Gustave Fayet avait un amour de la nature, des arbres et des fleurs qui transparait dans toute sa correspondance et dans ses œuvres artistiques : dessin, peintures, fresques, papiers peints, tapis et tissus qui nous sont parvenus, formaient une véritable ode à la nature. Éclectique et foisonnante, sa production personnelle témoignait de son goût pour les paysages et les jardins du Midi.

Il peignit ainsi garrigues et parcs, tonnelles et jardins, en mettant l’accent sur les détails, comme en témoignent ses aquarelles et ses dessins conservés dans ses albums à Fontfroide ou accrochés aux murs des vestibules des châteaux familiaux.

» Tâche demandée a
D'après l'extrait sur Gustave Fayet, où se trouvent ses aquarelles et ses dessins ?

» Données de l'exercice
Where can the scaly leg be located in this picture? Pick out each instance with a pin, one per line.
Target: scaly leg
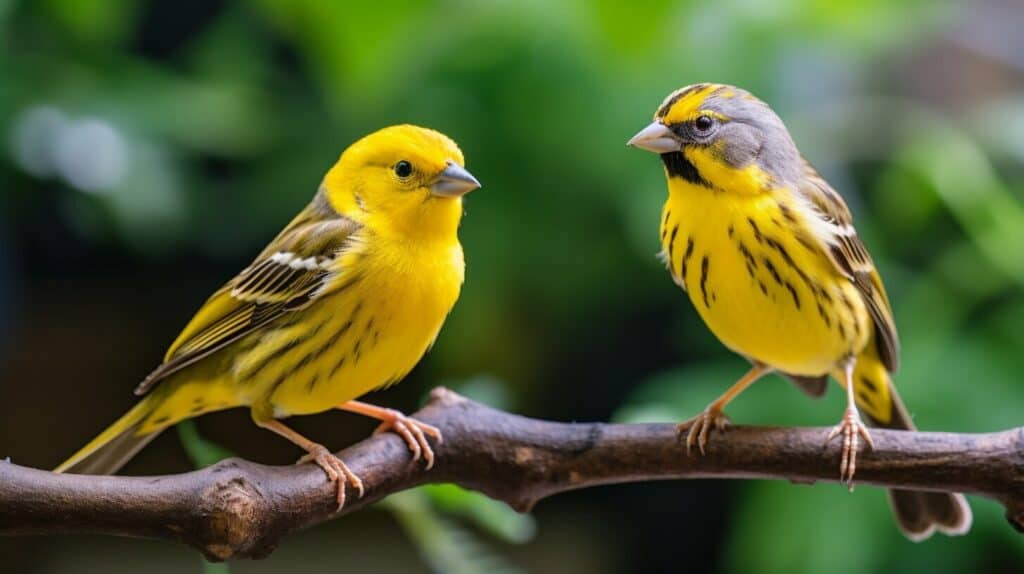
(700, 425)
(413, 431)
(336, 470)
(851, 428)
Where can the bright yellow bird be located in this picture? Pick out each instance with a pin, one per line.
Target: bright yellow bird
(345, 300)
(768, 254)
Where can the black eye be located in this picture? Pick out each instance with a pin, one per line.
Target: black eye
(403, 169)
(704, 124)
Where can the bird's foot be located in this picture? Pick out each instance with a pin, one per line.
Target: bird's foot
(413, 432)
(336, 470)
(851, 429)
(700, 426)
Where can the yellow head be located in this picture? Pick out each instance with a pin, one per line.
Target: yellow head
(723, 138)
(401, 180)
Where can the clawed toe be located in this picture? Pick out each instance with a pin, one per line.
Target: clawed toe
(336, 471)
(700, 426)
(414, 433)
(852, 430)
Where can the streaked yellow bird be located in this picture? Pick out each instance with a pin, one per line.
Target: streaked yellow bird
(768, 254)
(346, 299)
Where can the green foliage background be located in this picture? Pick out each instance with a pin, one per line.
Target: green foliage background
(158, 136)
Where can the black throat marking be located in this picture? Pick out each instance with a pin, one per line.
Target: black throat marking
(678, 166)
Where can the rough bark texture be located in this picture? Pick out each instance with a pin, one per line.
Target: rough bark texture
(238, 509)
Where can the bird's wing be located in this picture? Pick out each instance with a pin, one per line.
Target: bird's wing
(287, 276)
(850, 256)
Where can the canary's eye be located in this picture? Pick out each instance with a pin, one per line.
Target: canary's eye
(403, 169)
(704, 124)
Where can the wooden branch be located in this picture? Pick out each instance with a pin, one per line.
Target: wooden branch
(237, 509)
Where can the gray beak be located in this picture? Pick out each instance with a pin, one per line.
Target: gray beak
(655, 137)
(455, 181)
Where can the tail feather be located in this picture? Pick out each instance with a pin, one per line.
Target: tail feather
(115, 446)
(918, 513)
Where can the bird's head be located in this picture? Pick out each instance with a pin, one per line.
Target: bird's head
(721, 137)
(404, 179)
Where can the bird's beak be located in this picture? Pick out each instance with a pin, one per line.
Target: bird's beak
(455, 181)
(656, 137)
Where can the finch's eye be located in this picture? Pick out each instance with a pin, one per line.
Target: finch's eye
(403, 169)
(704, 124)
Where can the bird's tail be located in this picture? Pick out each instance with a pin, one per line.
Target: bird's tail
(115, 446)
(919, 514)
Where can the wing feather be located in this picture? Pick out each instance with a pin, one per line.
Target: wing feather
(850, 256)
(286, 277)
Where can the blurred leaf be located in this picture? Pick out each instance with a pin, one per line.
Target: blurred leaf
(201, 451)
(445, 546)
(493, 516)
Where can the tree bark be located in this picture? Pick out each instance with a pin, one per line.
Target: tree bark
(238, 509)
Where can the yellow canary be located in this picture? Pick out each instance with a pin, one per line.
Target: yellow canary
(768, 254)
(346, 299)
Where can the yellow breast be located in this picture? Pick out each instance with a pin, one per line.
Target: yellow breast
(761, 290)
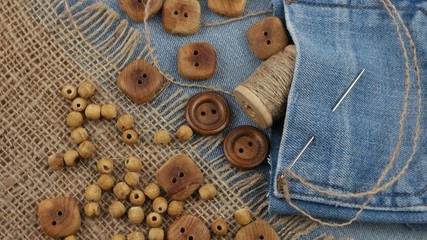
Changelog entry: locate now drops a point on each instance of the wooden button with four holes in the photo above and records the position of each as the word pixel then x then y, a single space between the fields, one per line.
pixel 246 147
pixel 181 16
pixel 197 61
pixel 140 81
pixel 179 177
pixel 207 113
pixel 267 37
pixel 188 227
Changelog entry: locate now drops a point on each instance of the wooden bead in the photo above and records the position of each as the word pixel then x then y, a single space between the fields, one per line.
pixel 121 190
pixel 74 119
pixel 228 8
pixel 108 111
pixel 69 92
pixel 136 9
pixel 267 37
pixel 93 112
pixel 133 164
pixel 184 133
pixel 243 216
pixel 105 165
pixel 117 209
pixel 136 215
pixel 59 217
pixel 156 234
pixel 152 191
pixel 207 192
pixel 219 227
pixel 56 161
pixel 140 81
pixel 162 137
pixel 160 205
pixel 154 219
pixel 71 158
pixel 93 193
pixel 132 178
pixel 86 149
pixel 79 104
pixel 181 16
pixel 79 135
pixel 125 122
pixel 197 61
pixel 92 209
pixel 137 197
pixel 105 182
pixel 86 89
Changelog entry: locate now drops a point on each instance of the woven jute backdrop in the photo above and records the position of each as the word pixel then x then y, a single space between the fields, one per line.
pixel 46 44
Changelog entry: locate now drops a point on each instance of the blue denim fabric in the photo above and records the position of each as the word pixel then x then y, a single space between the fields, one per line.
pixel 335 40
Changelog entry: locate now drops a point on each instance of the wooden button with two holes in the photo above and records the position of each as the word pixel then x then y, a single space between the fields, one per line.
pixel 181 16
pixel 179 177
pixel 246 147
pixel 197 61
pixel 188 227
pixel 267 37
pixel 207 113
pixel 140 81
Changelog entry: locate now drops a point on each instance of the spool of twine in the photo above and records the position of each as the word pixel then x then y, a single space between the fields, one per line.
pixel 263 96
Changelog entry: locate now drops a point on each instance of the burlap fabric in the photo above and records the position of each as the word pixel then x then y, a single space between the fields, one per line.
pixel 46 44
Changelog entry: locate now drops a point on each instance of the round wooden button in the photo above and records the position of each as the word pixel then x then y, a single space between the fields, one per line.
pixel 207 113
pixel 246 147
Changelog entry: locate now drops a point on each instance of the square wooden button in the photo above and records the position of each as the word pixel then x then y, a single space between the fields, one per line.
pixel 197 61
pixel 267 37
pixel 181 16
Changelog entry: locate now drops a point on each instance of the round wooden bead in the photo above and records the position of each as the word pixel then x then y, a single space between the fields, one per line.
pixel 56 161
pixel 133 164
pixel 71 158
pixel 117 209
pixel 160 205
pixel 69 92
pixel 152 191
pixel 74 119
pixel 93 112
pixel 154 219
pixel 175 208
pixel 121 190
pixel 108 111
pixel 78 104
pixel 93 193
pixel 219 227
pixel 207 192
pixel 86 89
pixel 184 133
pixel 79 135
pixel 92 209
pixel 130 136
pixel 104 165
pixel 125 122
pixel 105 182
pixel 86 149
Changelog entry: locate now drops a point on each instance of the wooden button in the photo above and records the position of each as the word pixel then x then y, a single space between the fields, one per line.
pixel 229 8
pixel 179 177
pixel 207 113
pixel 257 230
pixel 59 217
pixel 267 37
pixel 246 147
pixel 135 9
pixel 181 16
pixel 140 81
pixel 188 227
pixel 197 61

--

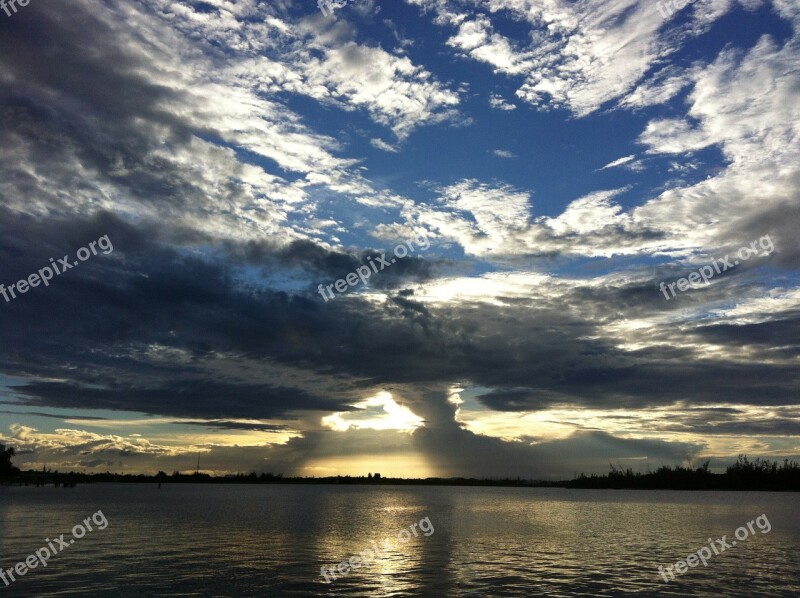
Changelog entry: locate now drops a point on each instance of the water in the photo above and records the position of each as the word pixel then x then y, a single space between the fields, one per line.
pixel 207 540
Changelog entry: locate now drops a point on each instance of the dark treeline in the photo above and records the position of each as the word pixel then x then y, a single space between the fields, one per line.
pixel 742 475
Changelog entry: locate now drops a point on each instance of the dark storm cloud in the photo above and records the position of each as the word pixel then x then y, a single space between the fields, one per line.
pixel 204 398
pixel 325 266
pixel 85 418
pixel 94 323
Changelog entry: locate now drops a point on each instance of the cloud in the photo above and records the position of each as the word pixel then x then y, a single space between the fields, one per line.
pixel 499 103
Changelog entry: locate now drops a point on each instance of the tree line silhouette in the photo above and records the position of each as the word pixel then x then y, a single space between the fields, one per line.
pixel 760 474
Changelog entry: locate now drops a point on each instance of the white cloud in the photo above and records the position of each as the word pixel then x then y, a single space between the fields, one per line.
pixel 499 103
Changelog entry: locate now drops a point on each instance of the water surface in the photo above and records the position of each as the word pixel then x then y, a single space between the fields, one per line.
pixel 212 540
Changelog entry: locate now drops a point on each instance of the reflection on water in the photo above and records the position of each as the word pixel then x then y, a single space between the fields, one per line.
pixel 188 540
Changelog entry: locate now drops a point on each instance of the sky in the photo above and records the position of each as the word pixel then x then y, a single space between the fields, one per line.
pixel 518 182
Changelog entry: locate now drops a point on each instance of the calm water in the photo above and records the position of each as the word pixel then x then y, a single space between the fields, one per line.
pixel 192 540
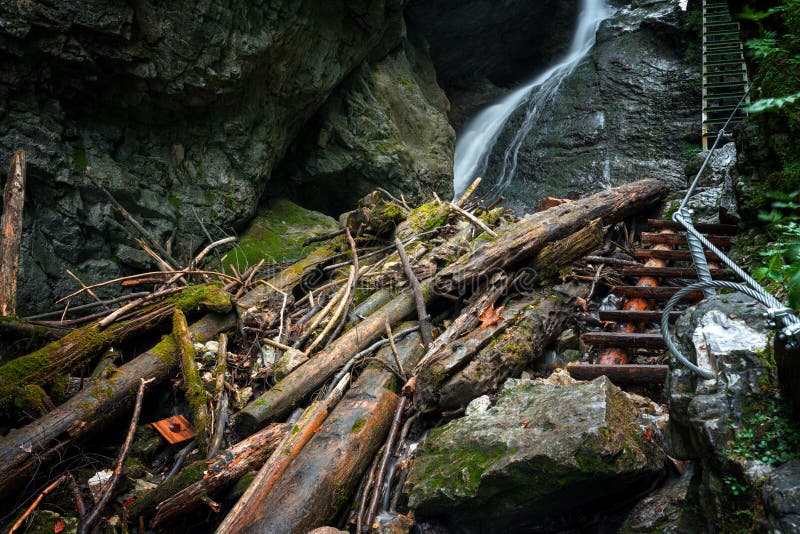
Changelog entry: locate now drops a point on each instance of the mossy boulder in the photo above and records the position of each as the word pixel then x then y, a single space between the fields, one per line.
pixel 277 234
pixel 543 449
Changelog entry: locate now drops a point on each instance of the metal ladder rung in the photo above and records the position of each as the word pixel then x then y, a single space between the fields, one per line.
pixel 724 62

* * *

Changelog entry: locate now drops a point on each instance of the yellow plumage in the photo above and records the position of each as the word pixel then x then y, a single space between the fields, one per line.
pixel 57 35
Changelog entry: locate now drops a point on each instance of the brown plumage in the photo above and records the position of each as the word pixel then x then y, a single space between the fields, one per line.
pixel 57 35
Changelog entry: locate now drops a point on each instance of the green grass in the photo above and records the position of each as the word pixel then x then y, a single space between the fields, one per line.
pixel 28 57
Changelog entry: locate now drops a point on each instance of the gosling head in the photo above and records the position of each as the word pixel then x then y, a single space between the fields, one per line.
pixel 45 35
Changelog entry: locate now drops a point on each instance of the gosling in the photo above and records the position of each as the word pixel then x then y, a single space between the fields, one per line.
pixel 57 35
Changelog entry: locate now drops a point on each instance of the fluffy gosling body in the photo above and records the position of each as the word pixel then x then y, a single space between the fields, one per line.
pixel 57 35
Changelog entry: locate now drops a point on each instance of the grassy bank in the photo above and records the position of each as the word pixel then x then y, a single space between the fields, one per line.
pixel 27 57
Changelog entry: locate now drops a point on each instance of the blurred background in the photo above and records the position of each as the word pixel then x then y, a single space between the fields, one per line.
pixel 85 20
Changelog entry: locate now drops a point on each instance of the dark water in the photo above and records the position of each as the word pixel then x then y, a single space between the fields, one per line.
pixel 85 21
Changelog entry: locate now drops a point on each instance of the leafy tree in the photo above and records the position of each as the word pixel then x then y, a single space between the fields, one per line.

» Tâche demandée b
Dans les lignes de données, extrayez sans rien y changer la partie qui s'ouvre sur la ligne contenant « of the calm » et se ferme sur celle contenant « pixel 724 62 », ces deux lignes comprises. Laissez les images hors de la réponse, s'il vous plaît.

» Réponse détaillée a
Ils sont conservés dans ses albums à Fontfroide ou accrochés aux murs des vestibules des châteaux familiaux.

» Réponse détaillée b
Changelog entry: locate now drops a point on each instance of the calm water in the photo above and records the position of each as the word pixel then x then y, a single space between the fields, one per line.
pixel 192 540
Changelog entry: locate now drops a point on each instance of the mossy boulder in the photo above and records the position of each as the word pixel then x then y, a single space between the fields, one per line.
pixel 277 234
pixel 543 449
Changelog entry: locate now drops a point on each instance of the metal ladder rung in the photo above and records the position of each as the word pixel then x then y, a single space between the fields, one per line.
pixel 724 62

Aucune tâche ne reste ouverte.